**TASK DESCRIPTION**
Copy out every line of the records below exactly as they appear, but leave the pictures out of your answer.

(Picture shape labeling records)

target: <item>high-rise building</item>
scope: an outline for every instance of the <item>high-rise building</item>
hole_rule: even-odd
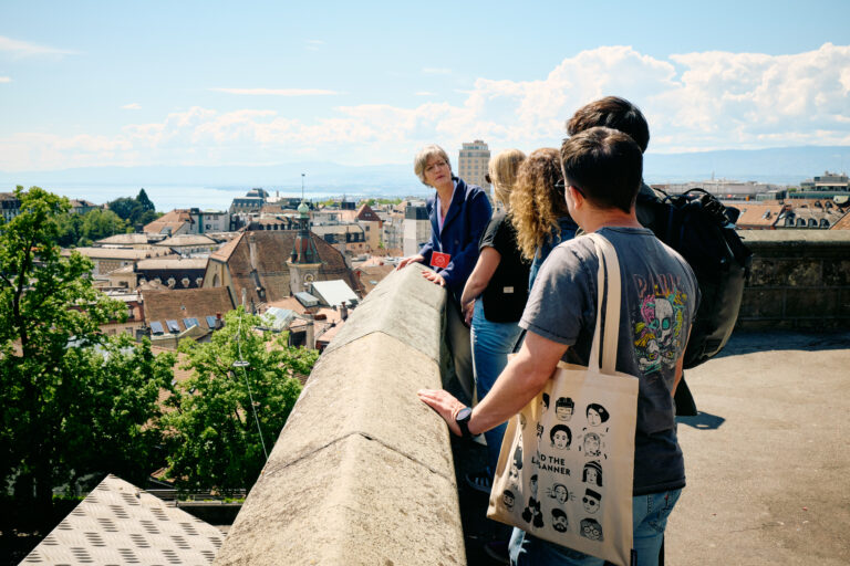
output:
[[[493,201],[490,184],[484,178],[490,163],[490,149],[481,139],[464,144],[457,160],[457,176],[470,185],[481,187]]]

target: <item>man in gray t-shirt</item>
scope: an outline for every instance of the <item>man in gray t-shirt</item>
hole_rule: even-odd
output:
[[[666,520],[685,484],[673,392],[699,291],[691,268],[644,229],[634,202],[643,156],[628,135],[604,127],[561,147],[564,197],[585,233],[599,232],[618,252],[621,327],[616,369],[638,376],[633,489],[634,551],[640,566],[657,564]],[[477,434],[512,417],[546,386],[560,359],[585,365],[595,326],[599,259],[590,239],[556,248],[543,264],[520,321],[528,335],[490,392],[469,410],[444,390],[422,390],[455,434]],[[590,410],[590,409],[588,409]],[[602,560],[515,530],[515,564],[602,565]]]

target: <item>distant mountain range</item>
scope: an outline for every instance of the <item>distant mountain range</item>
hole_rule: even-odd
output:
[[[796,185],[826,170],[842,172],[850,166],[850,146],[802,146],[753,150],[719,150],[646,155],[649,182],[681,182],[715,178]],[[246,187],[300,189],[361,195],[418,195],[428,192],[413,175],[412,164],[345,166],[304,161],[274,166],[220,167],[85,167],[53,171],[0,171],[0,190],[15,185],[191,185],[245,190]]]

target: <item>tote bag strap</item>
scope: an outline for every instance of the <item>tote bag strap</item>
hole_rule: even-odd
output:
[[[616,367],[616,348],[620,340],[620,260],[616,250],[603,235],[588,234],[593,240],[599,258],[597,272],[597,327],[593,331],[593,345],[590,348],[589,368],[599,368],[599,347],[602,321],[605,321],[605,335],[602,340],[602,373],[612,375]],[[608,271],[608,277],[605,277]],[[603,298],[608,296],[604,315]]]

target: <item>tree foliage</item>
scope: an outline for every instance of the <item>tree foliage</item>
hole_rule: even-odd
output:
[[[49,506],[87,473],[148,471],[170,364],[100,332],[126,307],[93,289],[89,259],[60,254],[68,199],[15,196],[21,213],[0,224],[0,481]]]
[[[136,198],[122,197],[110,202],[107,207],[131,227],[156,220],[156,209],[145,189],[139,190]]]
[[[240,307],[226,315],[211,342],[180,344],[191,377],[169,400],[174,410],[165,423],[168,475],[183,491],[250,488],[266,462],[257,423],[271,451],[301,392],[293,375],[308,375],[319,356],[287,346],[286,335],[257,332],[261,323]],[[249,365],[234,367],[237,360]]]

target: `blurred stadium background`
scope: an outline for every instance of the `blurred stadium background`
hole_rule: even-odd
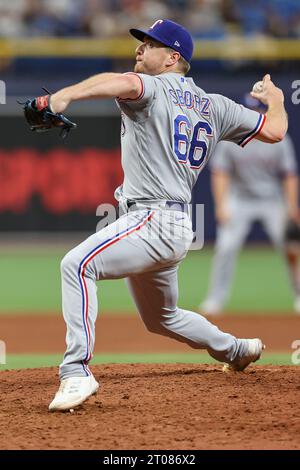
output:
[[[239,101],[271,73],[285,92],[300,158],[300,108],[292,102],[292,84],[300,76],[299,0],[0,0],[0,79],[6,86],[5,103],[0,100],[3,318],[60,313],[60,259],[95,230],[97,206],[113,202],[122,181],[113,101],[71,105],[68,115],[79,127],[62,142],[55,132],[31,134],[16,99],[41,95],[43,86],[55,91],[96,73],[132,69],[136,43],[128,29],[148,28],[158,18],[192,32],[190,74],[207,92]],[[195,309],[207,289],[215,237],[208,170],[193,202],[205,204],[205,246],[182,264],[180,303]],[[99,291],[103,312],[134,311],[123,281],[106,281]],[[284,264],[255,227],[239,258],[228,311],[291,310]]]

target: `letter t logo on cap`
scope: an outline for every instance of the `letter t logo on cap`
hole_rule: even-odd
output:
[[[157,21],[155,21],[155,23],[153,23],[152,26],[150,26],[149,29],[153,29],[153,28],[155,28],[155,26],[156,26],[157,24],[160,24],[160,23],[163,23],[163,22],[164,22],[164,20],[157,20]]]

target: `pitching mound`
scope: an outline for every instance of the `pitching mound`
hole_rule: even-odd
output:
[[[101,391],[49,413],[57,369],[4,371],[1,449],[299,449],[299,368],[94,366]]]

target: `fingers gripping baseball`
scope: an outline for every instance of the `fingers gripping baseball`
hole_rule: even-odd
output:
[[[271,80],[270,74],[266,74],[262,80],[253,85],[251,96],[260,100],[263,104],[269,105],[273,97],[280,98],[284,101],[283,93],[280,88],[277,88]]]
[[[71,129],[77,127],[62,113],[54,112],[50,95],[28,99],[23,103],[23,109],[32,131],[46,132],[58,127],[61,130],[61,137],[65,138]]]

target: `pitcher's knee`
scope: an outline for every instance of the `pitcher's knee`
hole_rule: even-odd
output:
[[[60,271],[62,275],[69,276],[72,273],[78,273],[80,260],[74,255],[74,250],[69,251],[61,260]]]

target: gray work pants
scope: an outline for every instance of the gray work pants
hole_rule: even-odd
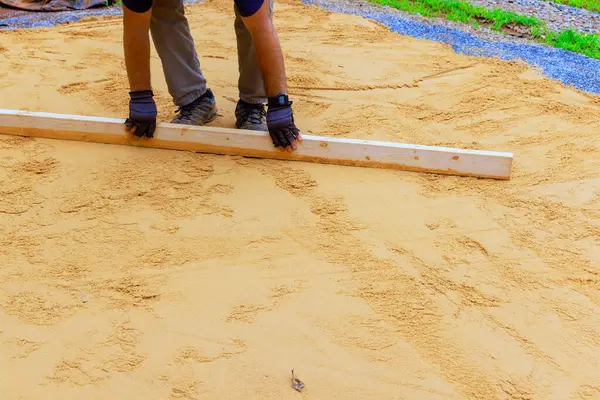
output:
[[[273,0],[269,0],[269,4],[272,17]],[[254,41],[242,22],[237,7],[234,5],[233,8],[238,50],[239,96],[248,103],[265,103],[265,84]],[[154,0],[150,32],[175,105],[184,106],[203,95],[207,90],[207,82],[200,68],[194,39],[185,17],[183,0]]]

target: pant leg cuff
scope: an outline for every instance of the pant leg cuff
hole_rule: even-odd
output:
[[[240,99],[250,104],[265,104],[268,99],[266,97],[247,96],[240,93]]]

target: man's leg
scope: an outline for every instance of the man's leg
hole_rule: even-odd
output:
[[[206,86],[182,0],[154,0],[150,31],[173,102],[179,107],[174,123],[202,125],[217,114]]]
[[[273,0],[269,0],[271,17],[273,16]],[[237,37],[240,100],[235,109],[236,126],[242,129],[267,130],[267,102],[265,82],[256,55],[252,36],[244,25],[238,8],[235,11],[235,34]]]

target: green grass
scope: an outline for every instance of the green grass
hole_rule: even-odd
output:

**EXERCISE ANSWER**
target: <item>high-rise building</item>
scope: an outline for every instance of the <item>high-rise building</item>
hole_rule: even-odd
output:
[[[493,201],[490,184],[484,178],[490,163],[490,149],[481,139],[464,144],[457,160],[457,176],[470,185],[481,187]]]

target: <item>man in gray t-shirt</item>
scope: an outline for every instance of the <item>man in gray t-shirt</item>
hole_rule: even-odd
output:
[[[666,520],[685,484],[673,392],[699,291],[691,268],[644,229],[634,202],[643,156],[628,135],[604,127],[561,147],[564,197],[585,233],[599,232],[618,252],[621,327],[616,369],[638,376],[633,489],[634,551],[640,566],[657,564]],[[477,434],[512,417],[546,386],[560,359],[585,365],[595,326],[599,259],[590,239],[556,248],[543,264],[520,321],[528,335],[490,392],[469,410],[444,390],[422,390],[455,434]],[[590,410],[590,409],[588,409]],[[602,560],[515,530],[515,564],[602,565]]]

target: <item>distant mountain range</item>
scope: an outline for every instance of the <item>distant mountain range</item>
hole_rule: even-odd
output:
[[[796,185],[826,170],[842,172],[850,166],[850,146],[802,146],[753,150],[719,150],[646,155],[649,182],[681,182],[715,178]],[[246,187],[300,189],[361,195],[418,195],[428,192],[413,175],[412,164],[345,166],[304,161],[274,166],[220,167],[85,167],[53,171],[0,171],[0,190],[15,185],[191,185],[245,190]]]

target: <item>tote bag strap</item>
scope: an outline for every instance of the <item>tote bag strap</item>
hole_rule: even-odd
output:
[[[616,367],[616,348],[620,340],[620,260],[616,250],[603,235],[588,234],[593,240],[599,258],[597,272],[597,327],[593,331],[593,345],[590,348],[589,368],[599,368],[599,347],[602,321],[605,321],[605,335],[602,340],[602,373],[612,375]],[[608,271],[608,277],[605,277]],[[603,298],[608,296],[604,315]]]

target: <item>tree foliage</item>
scope: an outline for every instance of the <item>tree foliage</item>
hole_rule: even-odd
output:
[[[49,506],[87,473],[148,471],[170,364],[100,332],[126,307],[93,289],[89,259],[60,254],[68,199],[15,196],[21,213],[0,224],[0,481]]]
[[[136,198],[122,197],[110,202],[107,207],[131,227],[156,220],[156,209],[145,189],[139,190]]]
[[[240,307],[226,315],[211,342],[180,344],[191,377],[169,400],[174,410],[165,423],[168,475],[183,491],[250,488],[266,462],[257,423],[271,451],[301,392],[293,375],[308,375],[319,356],[287,346],[286,335],[257,332],[261,323]],[[249,365],[234,367],[237,360]]]

target: `blurred stadium background`
scope: an outline for every instance of the `blurred stadium background`
hole_rule: even-odd
output:
[[[239,101],[271,73],[285,92],[300,158],[300,108],[292,102],[292,84],[300,76],[299,0],[0,0],[0,79],[6,86],[5,103],[0,100],[3,318],[60,313],[60,259],[95,230],[97,206],[113,202],[122,181],[113,101],[71,105],[68,115],[79,127],[62,142],[55,132],[31,134],[16,99],[41,95],[43,86],[55,91],[96,73],[132,69],[136,43],[128,29],[148,28],[158,18],[192,32],[190,74],[207,92]],[[195,309],[207,289],[215,237],[208,170],[193,202],[205,204],[205,246],[182,264],[180,303]],[[99,291],[103,312],[134,311],[123,281],[106,281]],[[284,264],[255,227],[239,258],[228,311],[291,310]]]

target: `letter t logo on cap`
scope: an outline for every instance of the `letter t logo on cap`
hole_rule: even-odd
output:
[[[157,21],[155,21],[155,23],[153,23],[152,26],[150,26],[149,29],[153,29],[153,28],[155,28],[155,26],[156,26],[157,24],[160,24],[160,23],[163,23],[163,22],[164,22],[164,20],[157,20]]]

target: `pitching mound`
scope: an outline for every instance of the `pitching mound`
hole_rule: even-odd
output:
[[[101,391],[49,413],[57,369],[4,371],[1,449],[299,449],[299,368],[94,366]]]

target: `fingers gripping baseball`
scope: an outline for every instance of the `fingers gripping baseball`
hole_rule: even-odd
output:
[[[271,80],[270,74],[266,74],[262,80],[253,85],[251,96],[260,100],[263,104],[269,105],[273,97],[280,98],[284,101],[283,93],[280,88],[277,88]]]
[[[71,129],[77,127],[62,113],[54,112],[50,95],[28,99],[23,103],[23,109],[32,131],[46,132],[58,127],[61,130],[61,137],[65,138]]]

target: `pitcher's knee`
scope: an outline for every instance of the `pitcher's knee`
hole_rule: even-odd
output:
[[[60,271],[62,275],[69,276],[72,273],[78,273],[80,260],[74,255],[74,250],[69,251],[61,260]]]

target: gray work pants
scope: an outline for every instance of the gray work pants
hole_rule: even-odd
output:
[[[273,0],[269,0],[269,4],[272,17]],[[254,41],[242,22],[237,7],[234,5],[233,8],[238,50],[239,96],[248,103],[265,103],[265,84]],[[154,0],[150,32],[175,105],[184,106],[203,95],[207,90],[207,82],[200,68],[194,39],[185,17],[183,0]]]

target: pant leg cuff
scope: an outline for every instance of the pant leg cuff
hole_rule: even-odd
output:
[[[240,99],[250,104],[265,104],[268,99],[266,97],[247,96],[240,93]]]

target: man's leg
scope: an outline for every instance of the man's leg
hole_rule: even-odd
output:
[[[206,86],[182,0],[154,0],[150,31],[173,102],[179,107],[174,123],[202,125],[217,114]]]
[[[273,0],[269,0],[271,17],[273,16]],[[237,37],[240,100],[235,109],[236,126],[242,129],[267,130],[267,102],[265,82],[256,55],[252,36],[244,25],[238,8],[235,11],[235,34]]]

target: green grass
scope: an outline for every instance of the green grass
hole_rule: even-odd
output:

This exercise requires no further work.